■ Consignes de l'exercice:
1 – Mettez à jour un passage de la lettre à François : recopiez-le depuis « Ce qui me fait » jusqu'à « ne t’enlises pas. » inclus, en remplaçant « corporation » par « communauté ».
2 – D'après la lettre à François, quels médias la grande corporation journalistique englobe-t-elle ?

■ Texte fourni:
« Nous t’avons
laissé t’enliser … et mourir … Nous sommes des criminels ! »
Cher François,
Si, désormais, nous
appelons ton numéro, ce n’est pas ta voix qui nous répondra. C’est fini … C’est
définitivement fini … C’est cruel, mais, c’est comme ça !
Ce qui me fait pleurer,
ce qu’à quelque niveau que l’on se trouve, nous sommes responsables de ton
départ tragique et définitif …
Nous t’avons vu t’enliser
et nous n’avons rien fait … Nous t’avons laissé t’enliser et … mourir … Nous
sommes des criminels et je n’en dirai pas plus.
Tous ceux qui me lisent
savent de quoi je parle, ce qui fait que je n’ai aucunement besoin d’entrer
dans les détails.
Nous sommes
responsables de ta mort, parce que, dans toute cette grande corporation
journalistique, que ce soit de la presse écrite, de la radio, de la télévision
ou de la presse en ligne, aucun d’entre nous n’a su trouver la méthode pour
toucher ton cœur et pour contribuer, par ce fait, à ce que tu ne t’enlises pas.
Hé, hé !

■ Données fournies:
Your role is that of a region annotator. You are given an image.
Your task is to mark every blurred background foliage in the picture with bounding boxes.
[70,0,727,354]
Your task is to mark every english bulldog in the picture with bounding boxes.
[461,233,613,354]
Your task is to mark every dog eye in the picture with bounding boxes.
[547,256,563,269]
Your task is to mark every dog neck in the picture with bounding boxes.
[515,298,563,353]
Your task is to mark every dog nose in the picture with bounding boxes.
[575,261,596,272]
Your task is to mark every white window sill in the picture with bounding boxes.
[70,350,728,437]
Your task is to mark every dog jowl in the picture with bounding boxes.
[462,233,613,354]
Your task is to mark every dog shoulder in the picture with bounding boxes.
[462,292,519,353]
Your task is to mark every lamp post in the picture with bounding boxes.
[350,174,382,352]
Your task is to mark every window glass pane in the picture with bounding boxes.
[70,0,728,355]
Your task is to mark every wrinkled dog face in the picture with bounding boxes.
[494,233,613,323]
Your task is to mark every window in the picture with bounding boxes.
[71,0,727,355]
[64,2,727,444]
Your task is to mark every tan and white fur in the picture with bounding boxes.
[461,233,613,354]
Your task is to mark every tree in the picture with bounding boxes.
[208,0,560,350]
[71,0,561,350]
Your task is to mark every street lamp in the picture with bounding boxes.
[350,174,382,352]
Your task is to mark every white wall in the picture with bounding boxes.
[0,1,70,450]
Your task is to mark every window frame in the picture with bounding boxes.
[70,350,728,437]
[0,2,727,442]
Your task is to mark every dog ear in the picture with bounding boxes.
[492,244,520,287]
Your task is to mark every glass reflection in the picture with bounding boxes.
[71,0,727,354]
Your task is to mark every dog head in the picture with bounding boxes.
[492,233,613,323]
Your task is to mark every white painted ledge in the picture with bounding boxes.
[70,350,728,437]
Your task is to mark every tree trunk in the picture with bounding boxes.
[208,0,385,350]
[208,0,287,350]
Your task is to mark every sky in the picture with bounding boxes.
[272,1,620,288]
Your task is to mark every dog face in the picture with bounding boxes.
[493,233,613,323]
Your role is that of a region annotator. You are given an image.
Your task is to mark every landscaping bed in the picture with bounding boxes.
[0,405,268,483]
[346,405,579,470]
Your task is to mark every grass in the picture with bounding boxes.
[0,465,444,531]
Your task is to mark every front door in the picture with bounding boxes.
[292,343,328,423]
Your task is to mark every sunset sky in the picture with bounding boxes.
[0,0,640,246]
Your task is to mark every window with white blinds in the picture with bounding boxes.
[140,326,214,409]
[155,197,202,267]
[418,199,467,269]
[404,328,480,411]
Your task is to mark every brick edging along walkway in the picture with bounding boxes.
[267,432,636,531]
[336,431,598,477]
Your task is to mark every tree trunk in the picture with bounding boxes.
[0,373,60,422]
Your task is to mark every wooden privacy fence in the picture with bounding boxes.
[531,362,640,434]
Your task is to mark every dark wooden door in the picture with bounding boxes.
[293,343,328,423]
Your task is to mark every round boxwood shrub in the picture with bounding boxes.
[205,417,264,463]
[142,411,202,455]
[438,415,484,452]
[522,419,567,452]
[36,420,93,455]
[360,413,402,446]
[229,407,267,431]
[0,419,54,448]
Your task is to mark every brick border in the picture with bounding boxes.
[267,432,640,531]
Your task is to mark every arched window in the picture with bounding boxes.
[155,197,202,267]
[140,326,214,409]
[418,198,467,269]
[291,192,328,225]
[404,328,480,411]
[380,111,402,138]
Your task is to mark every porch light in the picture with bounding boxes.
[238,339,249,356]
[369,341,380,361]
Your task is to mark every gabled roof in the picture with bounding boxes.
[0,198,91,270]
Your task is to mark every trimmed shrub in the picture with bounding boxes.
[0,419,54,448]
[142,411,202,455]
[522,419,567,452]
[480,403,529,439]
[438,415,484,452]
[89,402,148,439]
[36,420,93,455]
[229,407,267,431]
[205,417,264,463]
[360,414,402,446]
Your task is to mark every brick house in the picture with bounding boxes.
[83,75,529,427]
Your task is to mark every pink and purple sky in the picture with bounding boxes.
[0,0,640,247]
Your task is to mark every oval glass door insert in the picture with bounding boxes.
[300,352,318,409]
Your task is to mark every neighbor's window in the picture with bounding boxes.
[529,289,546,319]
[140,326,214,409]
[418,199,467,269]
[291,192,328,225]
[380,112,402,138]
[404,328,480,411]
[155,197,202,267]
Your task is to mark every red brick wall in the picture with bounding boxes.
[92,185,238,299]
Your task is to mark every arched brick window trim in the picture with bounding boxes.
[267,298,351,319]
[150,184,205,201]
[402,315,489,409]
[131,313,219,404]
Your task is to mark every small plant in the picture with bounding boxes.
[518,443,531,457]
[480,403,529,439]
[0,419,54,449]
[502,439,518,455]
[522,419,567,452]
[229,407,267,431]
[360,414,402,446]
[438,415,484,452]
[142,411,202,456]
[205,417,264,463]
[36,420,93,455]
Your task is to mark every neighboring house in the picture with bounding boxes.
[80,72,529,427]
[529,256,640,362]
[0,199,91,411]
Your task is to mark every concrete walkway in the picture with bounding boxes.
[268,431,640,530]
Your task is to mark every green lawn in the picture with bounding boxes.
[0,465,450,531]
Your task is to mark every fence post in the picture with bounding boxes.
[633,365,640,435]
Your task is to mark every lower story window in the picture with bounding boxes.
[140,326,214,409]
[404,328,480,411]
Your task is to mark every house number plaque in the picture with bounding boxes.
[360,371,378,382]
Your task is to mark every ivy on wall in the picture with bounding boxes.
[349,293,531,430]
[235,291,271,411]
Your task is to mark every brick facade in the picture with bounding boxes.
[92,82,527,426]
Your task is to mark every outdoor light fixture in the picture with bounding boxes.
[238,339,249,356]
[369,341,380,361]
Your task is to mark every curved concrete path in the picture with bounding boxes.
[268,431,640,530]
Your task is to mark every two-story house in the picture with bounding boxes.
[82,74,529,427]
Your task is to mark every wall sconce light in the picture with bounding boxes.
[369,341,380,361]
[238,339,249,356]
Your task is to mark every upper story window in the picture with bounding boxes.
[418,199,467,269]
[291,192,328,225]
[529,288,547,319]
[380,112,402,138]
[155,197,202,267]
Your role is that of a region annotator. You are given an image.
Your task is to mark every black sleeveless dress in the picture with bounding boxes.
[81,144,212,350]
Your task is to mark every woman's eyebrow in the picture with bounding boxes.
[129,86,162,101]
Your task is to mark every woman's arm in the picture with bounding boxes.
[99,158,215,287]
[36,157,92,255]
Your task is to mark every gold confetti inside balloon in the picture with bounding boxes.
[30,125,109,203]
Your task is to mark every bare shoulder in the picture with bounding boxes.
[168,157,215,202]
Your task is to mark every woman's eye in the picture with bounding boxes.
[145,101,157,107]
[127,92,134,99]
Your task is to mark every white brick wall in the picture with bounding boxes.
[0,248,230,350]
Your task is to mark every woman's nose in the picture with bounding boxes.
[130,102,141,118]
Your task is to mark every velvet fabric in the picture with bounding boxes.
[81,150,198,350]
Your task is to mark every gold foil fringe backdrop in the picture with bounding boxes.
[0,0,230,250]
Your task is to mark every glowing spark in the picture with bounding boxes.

■ Corrigé de l'exercice:
1 –
Ce qui me fait pleurer,
ce qu’à quelque niveau que l’on se trouve, nous sommes responsables de ton
départ tragique et définitif …
Nous t’avons vu t’enliser
et nous n’avons rien fait … Nous t’avons laissé t’enliser et … mourir … Nous
sommes des criminels et je n’en dirai pas plus.
Tous ceux qui me lisent
savent de quoi je parle, ce qui fait que je n’ai aucunement besoin d’entrer
dans les détails.
Nous sommes
responsables de ta mort, parce que, dans toute cette grande communauté
journalistique, que ce soit de la presse écrite, de la radio, de la télévision
ou de la presse en ligne, aucun d’entre nous n’a su trouver la méthode pour
toucher ton cœur et pour contribuer, par ce fait, à ce que tu ne t’enlises pas.

2 – La presse écrite, la radio, la télévision et la presse en ligne.